Required action 1: Reproduce part of the Swiss Banking Outlook passage word for word. Begin at "The SBA’s sector" and stop after "end of the year.".
Required action 2:
Say whether each statement below agrees with the Swiss Banking Outlook passage. Answer yes or no for each, and quote the words from the passage that decide it.
(a) The survey questioned 15 people at SBA member institutions.
(b) The SMI is expected to gain 7.7% by the end of the year.
(c) A bilateral agreement was concluded with the EU last December.
Required action 3: Continue the Swiss Banking Outlook passage from its last sentence.

Provided passage:
^^^^

Updated Swiss Banking Outlook: Swiss banks expect solid net income at a high level despite muted support from the economy 

In a survey conducted between the end of January and the start of February 2024, the SBA questioned 15 chief investment officers (CIOs), chief economists and leading investment managers at SBA member institutions on their assessment of the economy, the financial market and Swiss banks’ business performance. The detailed results are published in the updated Swiss Banking Outlook.  

The SBA’s sector forecast for the Swiss economy in 2024 is very cautious, with GDP growth of 1.2% expected. Looking ahead to 2025, the prospects are somewhat brighter, with slightly higher GDP growth and a continued decline in inflation predicted. Two thirds of the experts polled expect to see at least two quarter-point cuts in the SNB’s policy rate over the course of the year. The stock market (SMI) is expected to perform rather moderately in line with the long-term average, gaining 7.7% by the end of the year. 

The sector forecast has the banks’ net income for this year at a similar level to that seen in the record year of 2023, with a decline in interest operations countered by an upturn in commission business and services. One key element of the survey was the expected trend in foreign assets managed by banks in Switzerland, a core business of the Swiss banking centre. Overall, growth in foreign assets is likely to be modest, and driven primarily by the positive market trend. Expectations on cross-border net new money inflows, meanwhile, are cautious. There is concern that other financial centres may overtake Switzerland as a wealth management hub.

Securing exportability: improving EU market access and consistently implementing sanctions 

Europe is by far the most important market for Swiss banks’ cross-border wealth management business. For example, a bilateral agreement was concluded with the UK last December. The next step will be to improve access to the EU market overall. “In the SBA’s view, the banks’ concerns regarding market access must be actively placed on the political agenda. An institution-specific approach for the EU would open up vital access for those banks who want it, without requiring Switzerland to adopt EU law comprehensively”, says Roman Studer. 

At a time of growing geopolitical crises, Switzerland’s stability and political certainty make it especially attractive for customers seeking a safe place for their assets. That includes a sanctions policy which pursues a long-term approach, takes account of the rule of law and overarching political principles, and adheres to them systematically. By consistently implementing sanctions, the Swiss banks ensure a clean financial centre and, in so doing, boost the export-oriented economy.

^^^^

Extracted information:
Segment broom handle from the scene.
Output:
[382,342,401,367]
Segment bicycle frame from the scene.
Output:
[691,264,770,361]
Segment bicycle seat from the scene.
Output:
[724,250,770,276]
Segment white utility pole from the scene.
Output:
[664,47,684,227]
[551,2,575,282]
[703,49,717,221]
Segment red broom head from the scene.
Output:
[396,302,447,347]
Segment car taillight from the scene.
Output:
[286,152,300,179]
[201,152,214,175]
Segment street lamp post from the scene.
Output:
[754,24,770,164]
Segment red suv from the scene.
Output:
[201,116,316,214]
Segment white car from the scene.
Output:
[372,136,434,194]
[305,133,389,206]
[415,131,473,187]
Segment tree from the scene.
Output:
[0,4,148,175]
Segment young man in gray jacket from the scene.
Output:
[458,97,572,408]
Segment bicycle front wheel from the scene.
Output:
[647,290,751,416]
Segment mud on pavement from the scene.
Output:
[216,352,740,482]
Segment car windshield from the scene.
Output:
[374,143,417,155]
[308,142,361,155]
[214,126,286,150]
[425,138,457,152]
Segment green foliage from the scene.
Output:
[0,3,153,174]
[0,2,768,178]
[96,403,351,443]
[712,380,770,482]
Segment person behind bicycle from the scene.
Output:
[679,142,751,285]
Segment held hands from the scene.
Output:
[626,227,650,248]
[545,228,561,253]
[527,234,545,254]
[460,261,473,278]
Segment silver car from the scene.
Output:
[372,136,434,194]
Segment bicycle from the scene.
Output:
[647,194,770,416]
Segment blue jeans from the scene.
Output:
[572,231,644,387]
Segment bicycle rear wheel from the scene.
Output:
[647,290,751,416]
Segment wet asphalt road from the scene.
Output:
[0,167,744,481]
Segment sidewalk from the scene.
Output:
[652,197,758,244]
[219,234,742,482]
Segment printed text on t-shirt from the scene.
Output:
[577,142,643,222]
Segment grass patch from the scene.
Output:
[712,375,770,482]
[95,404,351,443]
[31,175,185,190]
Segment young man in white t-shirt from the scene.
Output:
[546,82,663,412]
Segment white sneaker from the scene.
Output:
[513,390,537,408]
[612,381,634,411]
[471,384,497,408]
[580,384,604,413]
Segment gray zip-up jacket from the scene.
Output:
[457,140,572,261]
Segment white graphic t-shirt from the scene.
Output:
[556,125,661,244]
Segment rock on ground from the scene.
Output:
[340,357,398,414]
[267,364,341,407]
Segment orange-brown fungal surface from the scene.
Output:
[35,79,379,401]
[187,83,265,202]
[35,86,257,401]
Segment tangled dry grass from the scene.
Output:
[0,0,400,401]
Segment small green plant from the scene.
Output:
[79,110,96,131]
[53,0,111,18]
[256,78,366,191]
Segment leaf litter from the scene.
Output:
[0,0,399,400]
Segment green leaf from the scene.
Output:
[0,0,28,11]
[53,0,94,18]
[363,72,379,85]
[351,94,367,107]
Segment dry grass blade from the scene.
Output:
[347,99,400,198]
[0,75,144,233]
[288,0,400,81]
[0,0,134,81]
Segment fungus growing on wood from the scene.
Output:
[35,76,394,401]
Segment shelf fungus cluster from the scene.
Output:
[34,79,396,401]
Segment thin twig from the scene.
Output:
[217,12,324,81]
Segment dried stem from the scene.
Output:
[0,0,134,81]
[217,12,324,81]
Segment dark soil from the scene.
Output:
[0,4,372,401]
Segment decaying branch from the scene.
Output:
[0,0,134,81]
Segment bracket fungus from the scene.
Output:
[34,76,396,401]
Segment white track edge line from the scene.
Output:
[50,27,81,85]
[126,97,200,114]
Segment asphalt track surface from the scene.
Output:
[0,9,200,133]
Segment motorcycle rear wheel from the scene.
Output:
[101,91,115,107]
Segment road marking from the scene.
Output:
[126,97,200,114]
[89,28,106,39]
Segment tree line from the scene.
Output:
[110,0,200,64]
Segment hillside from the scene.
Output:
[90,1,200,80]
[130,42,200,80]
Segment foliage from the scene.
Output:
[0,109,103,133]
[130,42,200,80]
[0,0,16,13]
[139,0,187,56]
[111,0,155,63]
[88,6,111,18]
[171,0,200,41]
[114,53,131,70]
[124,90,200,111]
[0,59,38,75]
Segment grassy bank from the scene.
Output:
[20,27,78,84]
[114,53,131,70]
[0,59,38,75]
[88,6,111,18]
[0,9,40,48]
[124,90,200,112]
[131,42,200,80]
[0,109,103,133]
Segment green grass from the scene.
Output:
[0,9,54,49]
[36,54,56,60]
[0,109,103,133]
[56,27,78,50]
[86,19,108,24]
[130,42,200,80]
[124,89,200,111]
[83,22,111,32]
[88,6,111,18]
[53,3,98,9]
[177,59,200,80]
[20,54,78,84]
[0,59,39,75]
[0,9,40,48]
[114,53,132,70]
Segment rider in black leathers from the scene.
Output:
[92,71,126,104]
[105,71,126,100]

^^^^

Answer section 1:
The SBA’s sector forecast for the Swiss economy in 2024 is very cautious, with GDP growth of 1.2% expected. Looking ahead to 2025, the prospects are somewhat brighter, with slightly higher GDP growth and a continued decline in inflation predicted. Two thirds of the experts polled expect to see at least two quarter-point cuts in the SNB’s policy rate over the course of the year. The stock market (SMI) is expected to perform rather moderately in line with the long-term average, gaining 7.7% by the end of the year.

Answer section 2:
(a) Yes: "the SBA questioned 15 chief investment officers (CIOs), chief economists and leading investment managers at SBA member institutions"
(b) Yes: "gaining 7.7% by the end of the year"
(c) No: "a bilateral agreement was concluded with the UK last December"

Answer section 3:
Strengthening the anti-money laundering regime 

The SBA welcomes in principle the planned law on the transparency of legal entities as a way of further strengthening the measures to combat money laundering. However, it identifies further potential for optimising the current draft. In particular, the authorities’ access to the planned register must be aligned with the purpose of the law and should not lead to the indirect removal of bank-client confidentiality in Switzerland. Lawyers, notaries and fiduciaries, in their capacity as advisors, should also be required to comply with the duties imposed by the Anti-Money Laundering Act.  

2023 opinion survey: banks’ reputation remains positive despite CS crisis 

A survey of opinion on banks in Switzerland has produced encouraging results, with the positive view of Swiss banks remaining stable. The figures are currently below the record highs attained during the coronavirus crisis. Overall, the reputation of the banking sector is resilient, in spite of the CS crisis. The Swiss people surveyed are also positive regarding the banks’ future competitiveness, thanks to Switzerland’s political and economic stability and the fact that its banks are more customer-oriented than their foreign counterparts. To further boost competitiveness, those polled believe that training programmes in the banking sector should be promoted, financial service providers more strongly focused on sustainability, and financial privacy protection maintained. 

The survey on banks in Switzerland was conducted by gfs.bern on behalf of the SBA in October and November 2023.